> [PROVIDED PASSAGE]:
┄┄┄┄┄┄┄┄┄┄
Later that day a neighbour and her son came to visit. They were frequent visitors to the hospital and heard we were there. Her son had had several seizures as a young baby and boy, and was in a wheel chair. Our daughter didn’t say much, she was very tired, but she looked at the little boy then back at her three bears, picked one out, and offered it to her new friend.
It was at Christmas time so long ago, in the Calgary Children’s Hospital, where our daughter was indeed given the diagnosis of ‘Epilepsy’, but it was then she also decided to be a Nurse. She never wavered from that call. Her health condition improved, and four very challenging years later, on September 9th, 2011, she was given a clean bill of health. Today she is married, with two beautiful children, and practices nursing on the Sunshine Coast.
Thank you Calgary Hitmen and all the Teddy Bear donors, for keeping the Annual Teddy Bear Toss tradition alive. We are witness to the difference a Teddy Bear can make in the life of a child.
Years later when another Christmas was fast approaching, my children and I were coming home from a medical appointment in the city. It was somewhere around 5:00 p.m. and the sky was already dark as I drove in a southerly direction back into town. My children could hear me praying out loud as I drove. A very dear neighbour was terminally ill with cancer, and I was begging God for a miracle of healing. The next day I planned to stop in to see her at the hospital, if she wanted visitors.
She had been battling stoically, but privately, and even that summer when I happened to bump into her on the sidewalk with her rainbow toe socks, and Birkenstock sandals, she didn’t want to talk about it.
I dropped the girls off at the house. Our son was away. I then turned around and went back to the office to finish up where I left off. When I got to the shop my husband’s face said it all. She was gone.
With my head buried in my hands, I quietly sobbed behind my desk. With only an hour left until closing, my husband insisted I go home. For some reason I picked up the phone, and called our eldest daughter to give her the devastating news, and to announce I was coming home early. God then prompted my daughter to be an instrument of hope in the moments that followed.
We lived only a few blocks west of the store, but the blocks stretched into miles. I pushed my foot down on the gas pedal, but the van belligerently crawled along. Streetlights lined the road, but not one of them seemed capable of beating back the darkness. The bleak winter night grew blacker than ever before and threatened to swallow me whole. My lungs lamented beneath my ribs. Why had God not answered my prayers?
┄┄┄┄┄┄┄┄┄┄
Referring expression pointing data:
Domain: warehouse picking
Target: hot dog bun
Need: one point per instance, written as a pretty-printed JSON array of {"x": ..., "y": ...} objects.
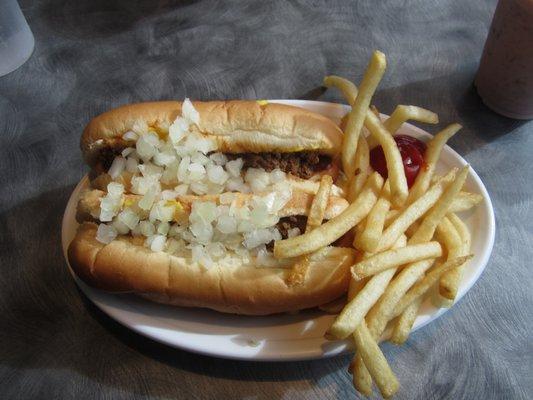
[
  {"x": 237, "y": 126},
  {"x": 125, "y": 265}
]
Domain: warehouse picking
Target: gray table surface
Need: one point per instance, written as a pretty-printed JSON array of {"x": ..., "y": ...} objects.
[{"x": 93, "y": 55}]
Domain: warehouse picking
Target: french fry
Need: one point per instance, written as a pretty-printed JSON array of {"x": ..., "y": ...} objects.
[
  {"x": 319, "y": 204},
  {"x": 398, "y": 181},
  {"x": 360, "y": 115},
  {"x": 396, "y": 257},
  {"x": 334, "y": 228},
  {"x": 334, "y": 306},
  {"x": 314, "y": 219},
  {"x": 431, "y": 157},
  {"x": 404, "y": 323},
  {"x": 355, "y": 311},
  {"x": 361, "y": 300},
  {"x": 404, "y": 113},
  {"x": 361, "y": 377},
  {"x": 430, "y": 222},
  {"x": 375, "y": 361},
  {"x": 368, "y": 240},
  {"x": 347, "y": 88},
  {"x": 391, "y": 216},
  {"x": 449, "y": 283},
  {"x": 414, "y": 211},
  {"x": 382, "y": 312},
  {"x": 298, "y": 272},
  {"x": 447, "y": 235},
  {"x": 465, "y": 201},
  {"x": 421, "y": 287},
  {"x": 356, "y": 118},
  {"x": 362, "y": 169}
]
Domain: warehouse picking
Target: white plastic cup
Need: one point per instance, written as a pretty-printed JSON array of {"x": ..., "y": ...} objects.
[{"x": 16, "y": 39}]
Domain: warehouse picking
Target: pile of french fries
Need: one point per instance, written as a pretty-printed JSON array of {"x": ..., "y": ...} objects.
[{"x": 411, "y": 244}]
┄┄┄┄┄┄┄┄┄┄
> [QUESTIONS ON THE MATERIAL]:
A. According to the provided passage, on what date was the daughter given a clean bill of health?
B. Rewrite everything from "Years later when" down to "She was gone." in the provided passage, substituting "canvas sneakers" for "Birkenstock sandals".

> [ANSWERS BY ITEM NUMBER]:
A. September 9th, 2011.

B.
Years later when another Christmas was fast approaching, my children and I were coming home from a medical appointment in the city. It was somewhere around 5:00 p.m. and the sky was already dark as I drove in a southerly direction back into town. My children could hear me praying out loud as I drove. A very dear neighbour was terminally ill with cancer, and I was begging God for a miracle of healing. The next day I planned to stop in to see her at the hospital, if she wanted visitors.
She had been battling stoically, but privately, and even that summer when I happened to bump into her on the sidewalk with her rainbow toe socks, and canvas sneakers, she didn’t want to talk about it.
I dropped the girls off at the house. Our son was away. I then turned around and went back to the office to finish up where I left off. When I got to the shop my husband’s face said it all. She was gone.